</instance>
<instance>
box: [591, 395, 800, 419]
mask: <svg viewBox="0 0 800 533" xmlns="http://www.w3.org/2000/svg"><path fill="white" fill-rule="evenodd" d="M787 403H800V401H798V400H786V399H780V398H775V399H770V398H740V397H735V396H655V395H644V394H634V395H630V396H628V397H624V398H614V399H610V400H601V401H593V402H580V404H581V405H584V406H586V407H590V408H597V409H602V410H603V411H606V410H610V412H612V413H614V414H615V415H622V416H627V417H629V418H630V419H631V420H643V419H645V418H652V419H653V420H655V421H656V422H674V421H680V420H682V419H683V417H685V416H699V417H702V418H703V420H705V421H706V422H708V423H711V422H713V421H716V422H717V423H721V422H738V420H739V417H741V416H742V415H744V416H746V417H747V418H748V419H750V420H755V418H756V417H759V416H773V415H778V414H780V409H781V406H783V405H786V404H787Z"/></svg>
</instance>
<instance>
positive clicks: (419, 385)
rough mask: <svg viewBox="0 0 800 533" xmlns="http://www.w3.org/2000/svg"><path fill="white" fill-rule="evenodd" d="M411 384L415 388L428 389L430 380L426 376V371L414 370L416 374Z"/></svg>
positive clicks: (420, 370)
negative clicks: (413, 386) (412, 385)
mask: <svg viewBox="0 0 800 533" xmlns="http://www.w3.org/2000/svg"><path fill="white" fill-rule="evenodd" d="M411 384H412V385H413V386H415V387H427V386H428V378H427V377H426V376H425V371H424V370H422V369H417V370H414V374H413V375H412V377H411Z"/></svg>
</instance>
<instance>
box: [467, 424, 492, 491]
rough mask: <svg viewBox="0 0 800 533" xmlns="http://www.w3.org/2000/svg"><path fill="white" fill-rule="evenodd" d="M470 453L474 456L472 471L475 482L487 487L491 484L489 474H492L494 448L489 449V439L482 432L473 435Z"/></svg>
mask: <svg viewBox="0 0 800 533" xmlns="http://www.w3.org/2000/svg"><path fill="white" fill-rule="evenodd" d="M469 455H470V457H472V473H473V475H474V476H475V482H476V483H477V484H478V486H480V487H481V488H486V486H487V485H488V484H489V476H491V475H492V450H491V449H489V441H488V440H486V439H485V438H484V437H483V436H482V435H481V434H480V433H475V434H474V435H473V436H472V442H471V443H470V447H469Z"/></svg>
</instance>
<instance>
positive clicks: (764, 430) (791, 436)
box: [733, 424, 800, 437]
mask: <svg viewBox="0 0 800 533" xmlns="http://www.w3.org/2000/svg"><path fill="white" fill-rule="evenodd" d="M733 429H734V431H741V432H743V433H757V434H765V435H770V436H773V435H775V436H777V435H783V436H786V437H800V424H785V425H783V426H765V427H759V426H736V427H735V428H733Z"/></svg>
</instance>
● ● ● ●
Reproduce the material above exactly; please quote every line of it.

</instance>
<instance>
box: [591, 395, 800, 419]
mask: <svg viewBox="0 0 800 533" xmlns="http://www.w3.org/2000/svg"><path fill="white" fill-rule="evenodd" d="M787 403H800V401H798V400H786V399H780V398H775V399H770V398H740V397H735V396H655V395H644V394H634V395H630V396H628V397H624V398H614V399H610V400H601V401H593V402H580V404H581V405H584V406H586V407H590V408H597V409H602V410H603V411H606V410H610V412H612V413H614V414H615V415H622V416H627V417H629V418H630V419H631V420H643V419H645V418H652V419H653V420H655V421H656V422H674V421H680V420H682V419H683V417H685V416H699V417H702V418H703V420H705V421H706V422H708V423H711V422H713V421H716V422H717V423H721V422H738V420H739V417H741V416H742V415H744V416H746V417H747V418H748V419H750V420H755V418H756V417H759V416H773V415H778V414H780V409H781V406H783V405H786V404H787Z"/></svg>
</instance>
<instance>
positive clicks: (419, 385)
rough mask: <svg viewBox="0 0 800 533" xmlns="http://www.w3.org/2000/svg"><path fill="white" fill-rule="evenodd" d="M411 384L415 388L428 389L430 380L426 376V371L414 370L416 374Z"/></svg>
positive clicks: (420, 370)
negative clicks: (413, 386) (412, 385)
mask: <svg viewBox="0 0 800 533" xmlns="http://www.w3.org/2000/svg"><path fill="white" fill-rule="evenodd" d="M411 384H412V385H413V386H415V387H427V386H428V378H427V377H426V376H425V371H424V370H422V369H417V370H414V374H413V375H412V377H411Z"/></svg>
</instance>
<instance>
box: [467, 424, 492, 491]
rough mask: <svg viewBox="0 0 800 533" xmlns="http://www.w3.org/2000/svg"><path fill="white" fill-rule="evenodd" d="M470 453L474 456L472 471L475 482L487 487L491 484L489 474H492L494 448L489 449V439L482 432L473 435Z"/></svg>
mask: <svg viewBox="0 0 800 533" xmlns="http://www.w3.org/2000/svg"><path fill="white" fill-rule="evenodd" d="M469 455H470V457H472V473H473V475H474V476H475V482H476V483H477V484H478V486H480V487H481V488H486V486H487V485H488V484H489V476H491V475H492V450H491V449H489V441H488V440H486V439H485V438H484V437H483V436H482V435H481V434H480V433H475V434H474V435H473V436H472V442H471V443H470V447H469Z"/></svg>
</instance>
<instance>
positive clicks: (764, 430) (791, 436)
box: [733, 424, 800, 437]
mask: <svg viewBox="0 0 800 533" xmlns="http://www.w3.org/2000/svg"><path fill="white" fill-rule="evenodd" d="M733 429H734V431H741V432H743V433H757V434H765V435H770V436H773V435H775V436H777V435H783V436H786V437H800V424H785V425H783V426H765V427H759V426H736V427H735V428H733Z"/></svg>
</instance>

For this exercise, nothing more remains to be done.